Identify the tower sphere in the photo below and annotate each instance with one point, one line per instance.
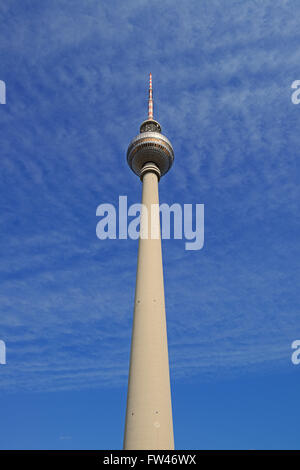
(150, 146)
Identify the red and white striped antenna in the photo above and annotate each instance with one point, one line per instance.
(150, 102)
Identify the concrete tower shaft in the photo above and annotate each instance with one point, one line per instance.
(149, 423)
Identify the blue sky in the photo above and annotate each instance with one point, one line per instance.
(76, 77)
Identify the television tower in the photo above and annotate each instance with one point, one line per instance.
(149, 423)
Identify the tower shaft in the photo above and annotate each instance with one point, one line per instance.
(149, 422)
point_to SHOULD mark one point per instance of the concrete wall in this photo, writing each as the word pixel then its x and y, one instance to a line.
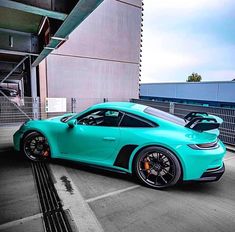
pixel 223 91
pixel 101 58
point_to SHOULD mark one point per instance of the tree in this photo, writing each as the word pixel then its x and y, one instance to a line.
pixel 194 77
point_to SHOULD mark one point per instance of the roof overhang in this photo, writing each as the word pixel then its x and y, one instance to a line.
pixel 36 28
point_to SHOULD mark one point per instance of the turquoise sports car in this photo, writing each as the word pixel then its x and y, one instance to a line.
pixel 159 148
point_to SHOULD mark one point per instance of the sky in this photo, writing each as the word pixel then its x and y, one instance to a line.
pixel 185 36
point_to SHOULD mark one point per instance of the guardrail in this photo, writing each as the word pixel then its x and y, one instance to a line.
pixel 227 129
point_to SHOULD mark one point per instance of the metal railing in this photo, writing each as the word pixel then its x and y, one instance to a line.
pixel 227 129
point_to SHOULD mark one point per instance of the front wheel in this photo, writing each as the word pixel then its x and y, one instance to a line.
pixel 36 147
pixel 157 167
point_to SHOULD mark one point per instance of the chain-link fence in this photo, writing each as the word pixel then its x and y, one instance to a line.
pixel 227 129
pixel 34 108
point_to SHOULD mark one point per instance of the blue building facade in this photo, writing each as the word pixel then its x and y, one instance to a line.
pixel 219 93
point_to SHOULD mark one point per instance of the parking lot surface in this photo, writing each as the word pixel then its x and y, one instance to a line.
pixel 117 201
pixel 121 204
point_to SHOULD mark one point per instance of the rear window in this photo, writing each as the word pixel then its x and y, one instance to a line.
pixel 163 115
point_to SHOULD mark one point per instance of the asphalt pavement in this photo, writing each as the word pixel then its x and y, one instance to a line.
pixel 117 201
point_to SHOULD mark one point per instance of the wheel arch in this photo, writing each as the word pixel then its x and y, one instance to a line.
pixel 40 132
pixel 139 149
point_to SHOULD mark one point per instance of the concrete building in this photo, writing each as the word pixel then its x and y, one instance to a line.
pixel 215 93
pixel 100 60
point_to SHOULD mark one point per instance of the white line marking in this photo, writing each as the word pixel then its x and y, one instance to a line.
pixel 81 213
pixel 233 157
pixel 111 193
pixel 20 221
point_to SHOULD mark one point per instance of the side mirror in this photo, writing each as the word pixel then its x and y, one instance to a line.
pixel 72 123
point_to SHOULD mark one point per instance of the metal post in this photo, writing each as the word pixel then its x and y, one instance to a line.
pixel 172 108
pixel 13 70
pixel 73 105
pixel 36 108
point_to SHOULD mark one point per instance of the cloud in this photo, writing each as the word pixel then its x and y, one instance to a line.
pixel 173 49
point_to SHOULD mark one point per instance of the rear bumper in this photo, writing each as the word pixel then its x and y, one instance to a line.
pixel 212 175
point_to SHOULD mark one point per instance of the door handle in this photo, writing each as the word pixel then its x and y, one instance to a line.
pixel 109 138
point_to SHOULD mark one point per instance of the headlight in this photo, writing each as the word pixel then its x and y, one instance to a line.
pixel 205 146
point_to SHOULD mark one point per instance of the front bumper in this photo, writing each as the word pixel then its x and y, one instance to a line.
pixel 212 175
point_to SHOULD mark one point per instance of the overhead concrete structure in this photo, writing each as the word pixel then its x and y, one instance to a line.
pixel 101 59
pixel 30 30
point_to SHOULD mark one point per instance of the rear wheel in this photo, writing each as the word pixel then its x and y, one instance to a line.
pixel 157 167
pixel 36 147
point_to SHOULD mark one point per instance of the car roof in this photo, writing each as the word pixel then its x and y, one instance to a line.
pixel 125 106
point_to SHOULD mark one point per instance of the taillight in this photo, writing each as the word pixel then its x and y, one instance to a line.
pixel 204 146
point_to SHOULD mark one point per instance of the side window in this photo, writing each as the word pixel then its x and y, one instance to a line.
pixel 112 118
pixel 129 121
pixel 101 118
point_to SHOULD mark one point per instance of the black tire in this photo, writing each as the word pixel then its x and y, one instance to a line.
pixel 157 167
pixel 35 147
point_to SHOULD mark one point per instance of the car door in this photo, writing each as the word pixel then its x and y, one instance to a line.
pixel 94 138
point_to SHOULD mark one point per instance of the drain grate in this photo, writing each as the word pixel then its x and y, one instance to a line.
pixel 53 213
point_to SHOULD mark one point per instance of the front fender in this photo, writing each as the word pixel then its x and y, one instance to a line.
pixel 170 148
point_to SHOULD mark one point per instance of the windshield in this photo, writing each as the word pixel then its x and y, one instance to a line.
pixel 164 115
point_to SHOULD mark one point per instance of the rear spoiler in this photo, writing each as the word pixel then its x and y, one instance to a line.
pixel 202 121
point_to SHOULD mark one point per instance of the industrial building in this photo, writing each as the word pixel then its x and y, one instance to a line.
pixel 84 51
pixel 215 93
pixel 101 58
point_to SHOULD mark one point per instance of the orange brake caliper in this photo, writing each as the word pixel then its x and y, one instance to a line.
pixel 46 153
pixel 147 165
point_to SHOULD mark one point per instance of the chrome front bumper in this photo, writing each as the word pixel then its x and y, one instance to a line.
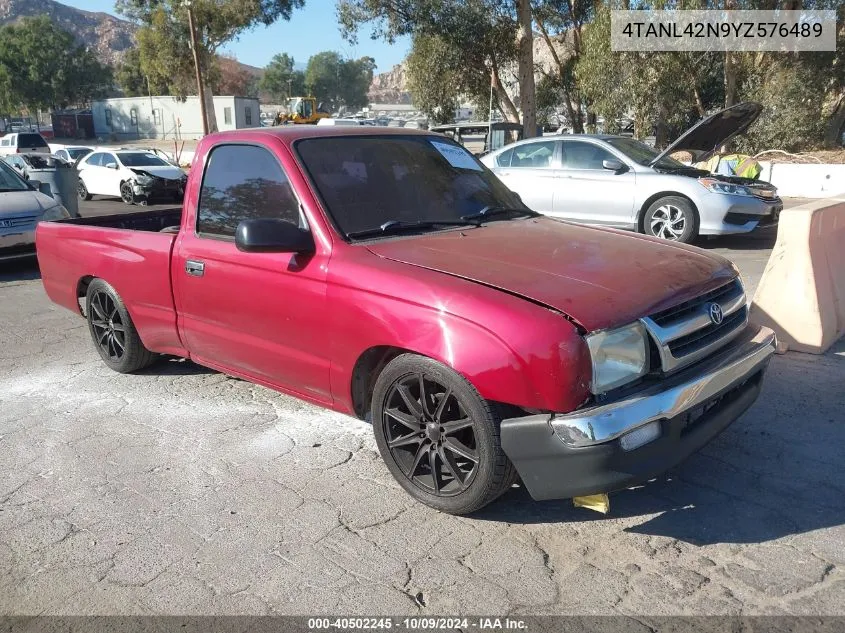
pixel 579 453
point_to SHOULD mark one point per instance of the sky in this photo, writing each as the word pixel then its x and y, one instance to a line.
pixel 310 30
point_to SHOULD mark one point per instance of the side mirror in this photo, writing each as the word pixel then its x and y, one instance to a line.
pixel 270 235
pixel 613 165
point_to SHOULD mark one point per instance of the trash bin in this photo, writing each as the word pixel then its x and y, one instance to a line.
pixel 62 181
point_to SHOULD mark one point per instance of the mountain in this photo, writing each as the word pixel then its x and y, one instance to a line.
pixel 107 36
pixel 390 86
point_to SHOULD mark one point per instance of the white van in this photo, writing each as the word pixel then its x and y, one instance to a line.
pixel 23 142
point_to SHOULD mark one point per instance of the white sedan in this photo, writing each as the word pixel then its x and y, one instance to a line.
pixel 134 176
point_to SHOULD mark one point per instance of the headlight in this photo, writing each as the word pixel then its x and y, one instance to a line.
pixel 619 356
pixel 55 213
pixel 718 186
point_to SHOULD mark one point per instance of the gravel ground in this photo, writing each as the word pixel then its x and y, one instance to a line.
pixel 182 491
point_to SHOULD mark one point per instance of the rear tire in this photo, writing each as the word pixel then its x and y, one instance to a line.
pixel 438 437
pixel 113 331
pixel 82 191
pixel 671 218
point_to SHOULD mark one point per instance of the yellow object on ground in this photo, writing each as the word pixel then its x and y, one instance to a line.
pixel 599 503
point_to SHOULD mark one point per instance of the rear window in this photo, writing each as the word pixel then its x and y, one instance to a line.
pixel 31 140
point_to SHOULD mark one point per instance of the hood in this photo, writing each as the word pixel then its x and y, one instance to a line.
pixel 600 278
pixel 168 172
pixel 704 138
pixel 24 203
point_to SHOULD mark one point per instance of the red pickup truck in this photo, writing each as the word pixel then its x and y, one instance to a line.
pixel 387 274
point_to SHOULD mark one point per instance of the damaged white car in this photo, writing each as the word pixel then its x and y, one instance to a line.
pixel 134 176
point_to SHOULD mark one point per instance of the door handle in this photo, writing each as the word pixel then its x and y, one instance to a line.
pixel 195 268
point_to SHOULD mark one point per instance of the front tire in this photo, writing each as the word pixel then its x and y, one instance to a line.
pixel 438 437
pixel 113 331
pixel 82 190
pixel 126 193
pixel 671 218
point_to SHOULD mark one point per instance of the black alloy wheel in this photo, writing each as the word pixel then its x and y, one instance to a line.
pixel 112 330
pixel 438 437
pixel 430 435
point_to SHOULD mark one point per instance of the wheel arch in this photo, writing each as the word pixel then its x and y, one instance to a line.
pixel 664 194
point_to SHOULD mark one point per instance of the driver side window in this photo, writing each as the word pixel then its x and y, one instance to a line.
pixel 243 182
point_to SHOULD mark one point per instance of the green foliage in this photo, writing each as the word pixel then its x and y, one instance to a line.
pixel 164 38
pixel 433 68
pixel 337 81
pixel 34 76
pixel 280 80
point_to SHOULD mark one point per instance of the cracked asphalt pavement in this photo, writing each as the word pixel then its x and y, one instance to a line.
pixel 183 491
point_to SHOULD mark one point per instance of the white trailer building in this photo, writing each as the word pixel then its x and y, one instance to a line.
pixel 168 117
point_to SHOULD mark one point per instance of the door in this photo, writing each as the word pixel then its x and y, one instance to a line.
pixel 531 169
pixel 110 174
pixel 260 314
pixel 590 193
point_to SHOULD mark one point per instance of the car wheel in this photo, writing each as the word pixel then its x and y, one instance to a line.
pixel 438 437
pixel 113 331
pixel 126 193
pixel 82 191
pixel 671 218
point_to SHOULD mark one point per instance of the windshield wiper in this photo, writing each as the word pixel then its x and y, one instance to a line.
pixel 398 226
pixel 493 210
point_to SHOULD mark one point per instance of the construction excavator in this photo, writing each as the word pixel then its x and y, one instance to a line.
pixel 302 110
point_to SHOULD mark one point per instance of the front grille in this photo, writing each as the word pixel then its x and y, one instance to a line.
pixel 684 309
pixel 702 338
pixel 688 331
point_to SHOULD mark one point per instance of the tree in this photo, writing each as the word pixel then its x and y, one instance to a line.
pixel 281 80
pixel 34 77
pixel 165 37
pixel 337 81
pixel 483 31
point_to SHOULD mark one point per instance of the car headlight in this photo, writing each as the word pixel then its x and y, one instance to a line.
pixel 619 356
pixel 719 186
pixel 55 213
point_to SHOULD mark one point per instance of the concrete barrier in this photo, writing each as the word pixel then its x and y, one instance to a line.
pixel 801 294
pixel 805 181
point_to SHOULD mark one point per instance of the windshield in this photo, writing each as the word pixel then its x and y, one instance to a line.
pixel 366 181
pixel 141 159
pixel 641 153
pixel 9 180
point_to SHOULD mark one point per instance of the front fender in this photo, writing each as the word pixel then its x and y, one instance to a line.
pixel 510 349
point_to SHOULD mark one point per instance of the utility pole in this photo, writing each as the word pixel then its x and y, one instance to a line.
pixel 200 87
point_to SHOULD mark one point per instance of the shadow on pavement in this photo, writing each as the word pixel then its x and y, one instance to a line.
pixel 777 471
pixel 174 366
pixel 20 270
pixel 761 240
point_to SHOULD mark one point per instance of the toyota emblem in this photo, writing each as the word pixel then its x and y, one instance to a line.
pixel 716 313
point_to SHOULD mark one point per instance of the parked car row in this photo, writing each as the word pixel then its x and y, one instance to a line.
pixel 619 182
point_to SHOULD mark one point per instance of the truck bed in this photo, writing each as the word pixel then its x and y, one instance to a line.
pixel 153 220
pixel 131 252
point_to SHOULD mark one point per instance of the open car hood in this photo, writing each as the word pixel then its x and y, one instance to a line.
pixel 600 278
pixel 704 138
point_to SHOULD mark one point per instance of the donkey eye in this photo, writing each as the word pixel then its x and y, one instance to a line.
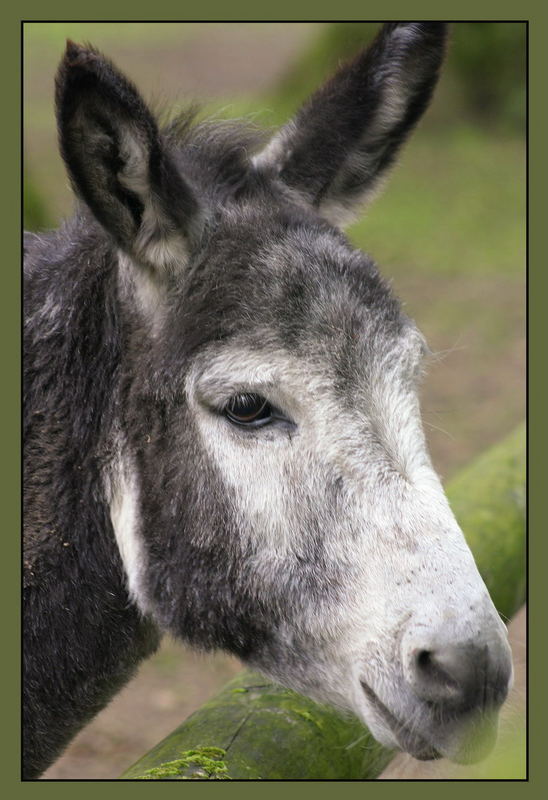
pixel 248 409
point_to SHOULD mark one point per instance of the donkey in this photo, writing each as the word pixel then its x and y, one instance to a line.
pixel 222 430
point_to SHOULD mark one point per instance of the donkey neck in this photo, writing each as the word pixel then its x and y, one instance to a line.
pixel 84 637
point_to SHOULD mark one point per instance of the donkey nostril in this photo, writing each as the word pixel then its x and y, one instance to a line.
pixel 440 675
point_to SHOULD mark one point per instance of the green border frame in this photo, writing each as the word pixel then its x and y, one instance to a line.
pixel 10 317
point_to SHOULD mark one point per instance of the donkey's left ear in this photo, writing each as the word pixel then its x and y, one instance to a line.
pixel 119 164
pixel 344 138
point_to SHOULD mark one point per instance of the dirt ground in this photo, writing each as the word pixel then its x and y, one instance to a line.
pixel 473 396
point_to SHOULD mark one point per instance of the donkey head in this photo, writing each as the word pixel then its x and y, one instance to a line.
pixel 272 493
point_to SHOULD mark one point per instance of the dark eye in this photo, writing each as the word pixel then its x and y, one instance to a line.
pixel 248 409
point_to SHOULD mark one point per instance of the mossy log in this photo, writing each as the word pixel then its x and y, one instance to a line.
pixel 257 730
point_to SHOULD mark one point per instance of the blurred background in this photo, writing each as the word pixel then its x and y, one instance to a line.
pixel 449 231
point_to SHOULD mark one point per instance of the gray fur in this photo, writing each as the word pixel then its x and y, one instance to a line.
pixel 202 264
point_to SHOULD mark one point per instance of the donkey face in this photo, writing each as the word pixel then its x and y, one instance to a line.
pixel 272 493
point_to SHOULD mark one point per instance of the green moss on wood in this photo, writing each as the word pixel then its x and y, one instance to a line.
pixel 202 764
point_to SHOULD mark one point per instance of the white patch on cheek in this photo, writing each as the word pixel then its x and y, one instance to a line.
pixel 123 495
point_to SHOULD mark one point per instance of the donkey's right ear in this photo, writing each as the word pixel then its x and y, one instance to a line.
pixel 118 163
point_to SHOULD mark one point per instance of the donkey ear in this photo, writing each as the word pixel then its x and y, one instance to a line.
pixel 118 163
pixel 344 138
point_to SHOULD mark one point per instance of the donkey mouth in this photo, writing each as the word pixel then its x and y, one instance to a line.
pixel 409 741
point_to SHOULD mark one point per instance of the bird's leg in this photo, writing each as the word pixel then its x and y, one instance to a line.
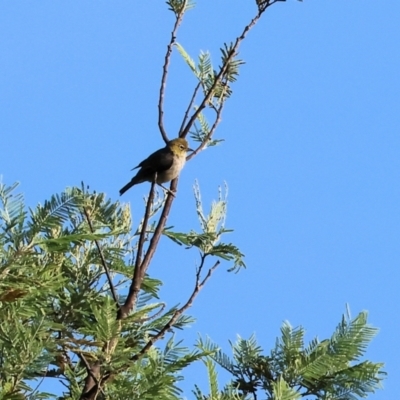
pixel 166 189
pixel 159 184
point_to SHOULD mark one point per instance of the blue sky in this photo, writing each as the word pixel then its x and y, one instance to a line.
pixel 311 153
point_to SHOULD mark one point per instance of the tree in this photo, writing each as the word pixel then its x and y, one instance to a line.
pixel 78 303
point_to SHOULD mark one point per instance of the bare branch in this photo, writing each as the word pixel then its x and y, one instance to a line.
pixel 165 74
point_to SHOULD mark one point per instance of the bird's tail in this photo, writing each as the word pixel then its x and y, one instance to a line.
pixel 127 187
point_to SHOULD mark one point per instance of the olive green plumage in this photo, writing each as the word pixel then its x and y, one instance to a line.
pixel 162 166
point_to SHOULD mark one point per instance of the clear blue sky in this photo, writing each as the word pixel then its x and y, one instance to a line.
pixel 311 153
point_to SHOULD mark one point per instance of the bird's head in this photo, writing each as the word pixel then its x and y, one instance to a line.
pixel 179 146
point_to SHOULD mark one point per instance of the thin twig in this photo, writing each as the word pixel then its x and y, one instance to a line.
pixel 139 271
pixel 210 133
pixel 164 76
pixel 189 107
pixel 103 260
pixel 221 73
pixel 198 286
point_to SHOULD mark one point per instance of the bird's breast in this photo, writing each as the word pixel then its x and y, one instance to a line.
pixel 172 172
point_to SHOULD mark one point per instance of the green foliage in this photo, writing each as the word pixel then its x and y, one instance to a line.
pixel 179 7
pixel 212 229
pixel 57 314
pixel 328 369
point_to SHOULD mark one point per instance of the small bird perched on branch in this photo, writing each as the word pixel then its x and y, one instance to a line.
pixel 162 166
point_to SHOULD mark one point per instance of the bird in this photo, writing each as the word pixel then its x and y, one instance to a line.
pixel 162 166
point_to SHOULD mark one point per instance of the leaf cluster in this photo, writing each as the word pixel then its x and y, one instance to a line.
pixel 327 369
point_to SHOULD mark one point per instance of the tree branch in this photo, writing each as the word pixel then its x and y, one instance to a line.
pixel 198 286
pixel 102 258
pixel 139 271
pixel 189 107
pixel 165 75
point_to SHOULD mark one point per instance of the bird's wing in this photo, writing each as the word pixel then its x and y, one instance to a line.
pixel 159 161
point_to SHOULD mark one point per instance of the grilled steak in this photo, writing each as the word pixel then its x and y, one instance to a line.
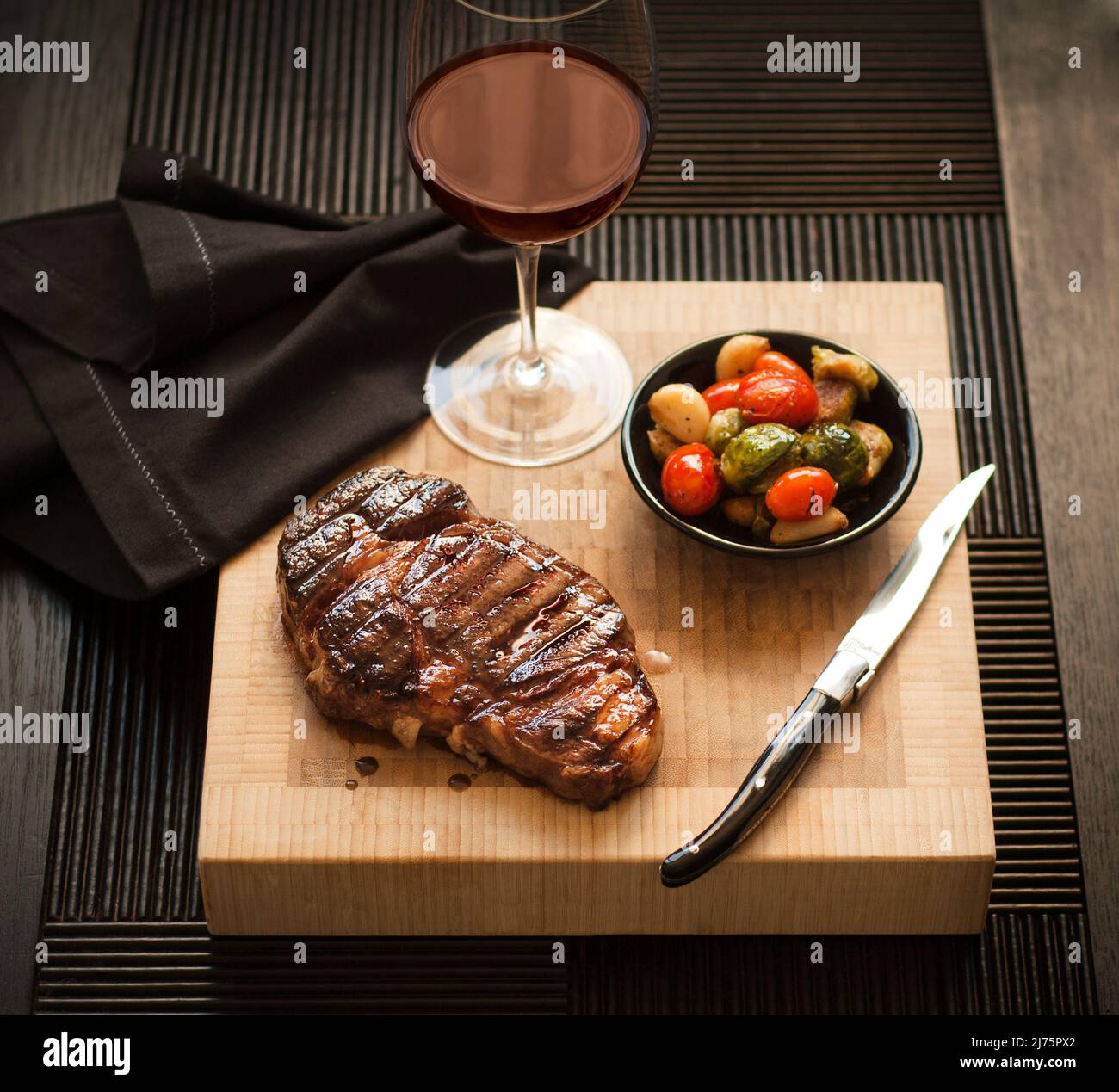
pixel 413 614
####
▸ Problem description
Each line from the line containing "point_to SHOULD mark one point per instance of the thin" through the final line of the data above must be retyped exactly; nothing else, and no pictures, may appear.

▸ Solution to this problem
point_to SHOULD mark one point per instance of the thin twig in this photo, writing each as the word pixel then its x and y, one instance to a line.
pixel 139 271
pixel 210 133
pixel 164 76
pixel 189 107
pixel 103 260
pixel 221 73
pixel 198 286
point_to SHOULD mark one point per instance of the bird's breast in this photo, writing each as the word pixel then its x and y, one instance to a line.
pixel 172 172
point_to SHOULD mark one point per instance of the green foliage in this photo, writing each as the word pixel then its x and y, one instance to a line.
pixel 179 7
pixel 212 229
pixel 57 314
pixel 328 369
point_to SHOULD mark one point per instance of the small bird perched on branch in this photo, writing each as the word pixel then its x and y, one instance to a line.
pixel 162 166
point_to SHOULD mark one point per instance of the bird in this photo, writing each as the word pixel then its x and y, one instance to a line.
pixel 162 166
point_to SHOULD mark one point per instance of the leaf cluster in this photo, writing each as the word pixel then its x and y, one instance to a line.
pixel 327 369
point_to SHOULD mark one point per instance of the tree branch in this photo, writing each as the word pixel then its x and y, one instance to a line.
pixel 198 286
pixel 102 258
pixel 139 271
pixel 189 107
pixel 165 75
point_to SHOULD mark one point per instance of the bird's wing in this photo, writing each as the word pixel then its x and y, one instance to a line.
pixel 159 161
point_to SHOULD mark one point per instance of the grilled steak in this photo, writing each as the word pixel then its x and y, one instance to a line.
pixel 413 614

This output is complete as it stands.